What this task involves: Word for word, repeat every entry that appears below.

Exercise material:
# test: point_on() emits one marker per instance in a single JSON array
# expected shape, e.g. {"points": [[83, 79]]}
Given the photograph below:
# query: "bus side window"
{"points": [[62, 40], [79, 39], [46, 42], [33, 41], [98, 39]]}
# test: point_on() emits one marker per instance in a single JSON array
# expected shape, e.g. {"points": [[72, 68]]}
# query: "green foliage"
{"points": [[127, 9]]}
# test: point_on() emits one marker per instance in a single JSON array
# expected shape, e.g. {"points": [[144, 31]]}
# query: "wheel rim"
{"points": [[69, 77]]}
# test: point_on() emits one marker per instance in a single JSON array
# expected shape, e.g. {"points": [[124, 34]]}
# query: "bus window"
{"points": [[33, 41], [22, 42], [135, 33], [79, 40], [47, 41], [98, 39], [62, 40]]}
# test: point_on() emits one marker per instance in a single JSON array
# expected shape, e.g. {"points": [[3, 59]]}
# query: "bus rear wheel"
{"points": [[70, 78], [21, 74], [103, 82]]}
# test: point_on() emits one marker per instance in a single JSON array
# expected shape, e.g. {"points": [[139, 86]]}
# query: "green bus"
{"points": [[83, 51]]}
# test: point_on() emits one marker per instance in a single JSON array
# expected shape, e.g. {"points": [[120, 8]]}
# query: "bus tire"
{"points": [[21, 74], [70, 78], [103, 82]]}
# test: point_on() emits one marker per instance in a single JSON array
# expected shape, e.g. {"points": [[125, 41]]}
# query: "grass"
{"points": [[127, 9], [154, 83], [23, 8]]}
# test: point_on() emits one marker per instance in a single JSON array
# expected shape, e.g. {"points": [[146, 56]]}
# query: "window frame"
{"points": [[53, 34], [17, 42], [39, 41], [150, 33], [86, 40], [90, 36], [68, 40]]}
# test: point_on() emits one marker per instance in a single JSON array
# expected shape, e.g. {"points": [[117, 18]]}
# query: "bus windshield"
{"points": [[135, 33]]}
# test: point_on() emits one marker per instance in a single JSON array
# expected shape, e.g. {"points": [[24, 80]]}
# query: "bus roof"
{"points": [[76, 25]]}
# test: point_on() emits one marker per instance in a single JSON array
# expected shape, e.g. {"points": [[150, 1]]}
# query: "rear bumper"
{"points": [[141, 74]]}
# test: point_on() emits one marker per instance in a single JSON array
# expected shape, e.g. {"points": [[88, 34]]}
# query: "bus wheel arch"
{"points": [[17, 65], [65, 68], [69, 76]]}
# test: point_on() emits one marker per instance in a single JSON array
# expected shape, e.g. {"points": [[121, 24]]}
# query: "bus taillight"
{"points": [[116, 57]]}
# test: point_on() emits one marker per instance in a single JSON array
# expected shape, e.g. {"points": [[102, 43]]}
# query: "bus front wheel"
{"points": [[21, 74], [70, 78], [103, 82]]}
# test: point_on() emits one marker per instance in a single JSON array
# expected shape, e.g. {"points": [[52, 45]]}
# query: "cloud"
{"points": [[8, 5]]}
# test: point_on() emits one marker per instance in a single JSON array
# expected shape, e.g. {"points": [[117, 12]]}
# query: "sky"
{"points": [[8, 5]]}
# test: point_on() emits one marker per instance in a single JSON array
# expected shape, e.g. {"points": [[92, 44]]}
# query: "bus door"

Written answer:
# test: point_on() emits one marker per instance in a single JSON array
# expected shape, e.g. {"points": [[83, 79]]}
Given the photograph below:
# query: "bus side window"
{"points": [[62, 40], [79, 39], [46, 42], [33, 41], [98, 39]]}
# test: point_on() emits one marker per instance in a single JSON array
# expected shape, e.g. {"points": [[72, 68]]}
# query: "green foliage"
{"points": [[127, 9]]}
# test: point_on() emits one marker per instance in a single JSON array
# expected shape, e.g. {"points": [[144, 31]]}
# query: "wheel rim"
{"points": [[69, 77]]}
# test: point_on() emits one marker per instance in a single JSON array
# expected shape, e.g. {"points": [[124, 34]]}
# query: "bus window"
{"points": [[33, 41], [22, 42], [135, 33], [79, 40], [47, 41], [98, 39], [62, 40]]}
# test: point_on() emits one marker per instance in a single JSON array
# expected shape, e.g. {"points": [[3, 59]]}
# query: "bus rear wheel"
{"points": [[70, 78], [21, 74], [103, 82]]}
# test: point_on() emits one marker per instance in a single JSON array
# expected shape, e.g. {"points": [[139, 86]]}
# query: "green bus"
{"points": [[83, 51]]}
# test: point_on() emits one marker per instance in a single JSON array
# expected shape, e.g. {"points": [[120, 8]]}
# query: "bus tire"
{"points": [[21, 74], [70, 78], [103, 82]]}
# test: point_on() emits one marker per instance in a single JSON array
# expected shape, e.g. {"points": [[125, 41]]}
# query: "grass"
{"points": [[127, 9], [154, 83], [23, 8]]}
# test: point_on() emits one marker per instance in a single JSON array
# expected shape, e.g. {"points": [[146, 56]]}
# query: "window frame"
{"points": [[53, 34], [17, 42], [39, 41], [150, 33], [86, 40], [90, 36], [68, 40]]}
# test: point_on() emits one marker per instance in a single JSON array
# expected shape, e.g. {"points": [[117, 18]]}
# query: "bus windshield"
{"points": [[135, 33]]}
# test: point_on() emits one marker per instance in a single JSON array
# expected shape, e.g. {"points": [[24, 80]]}
# query: "bus roof"
{"points": [[76, 25]]}
# test: point_on() emits one marker per instance in a single JSON array
# expected shape, e.g. {"points": [[150, 1]]}
# query: "rear bumper"
{"points": [[141, 74]]}
# test: point_on() emits one marker per instance in a single JSON array
# expected shape, e.g. {"points": [[88, 34]]}
# query: "bus wheel arch"
{"points": [[17, 65], [65, 68], [69, 76]]}
# test: point_on() emits one marker per instance in a single JSON array
# expected shape, e.g. {"points": [[121, 24]]}
# query: "bus taillight"
{"points": [[116, 57]]}
# test: point_on() emits one marker per instance in a single JSON array
# expected shape, e.g. {"points": [[102, 43]]}
# query: "bus front wheel"
{"points": [[21, 74], [70, 78], [103, 82]]}
# test: point_on() emits one marker per instance in a single JSON array
# expected shape, e.g. {"points": [[52, 45]]}
# query: "cloud"
{"points": [[8, 5]]}
# test: point_on() emits one marker per instance in a single JSON array
# expected shape, e.g. {"points": [[117, 12]]}
# query: "sky"
{"points": [[8, 5]]}
# test: point_on() emits one marker per instance in a single JSON array
# expected shape, e.g. {"points": [[92, 44]]}
# query: "bus door"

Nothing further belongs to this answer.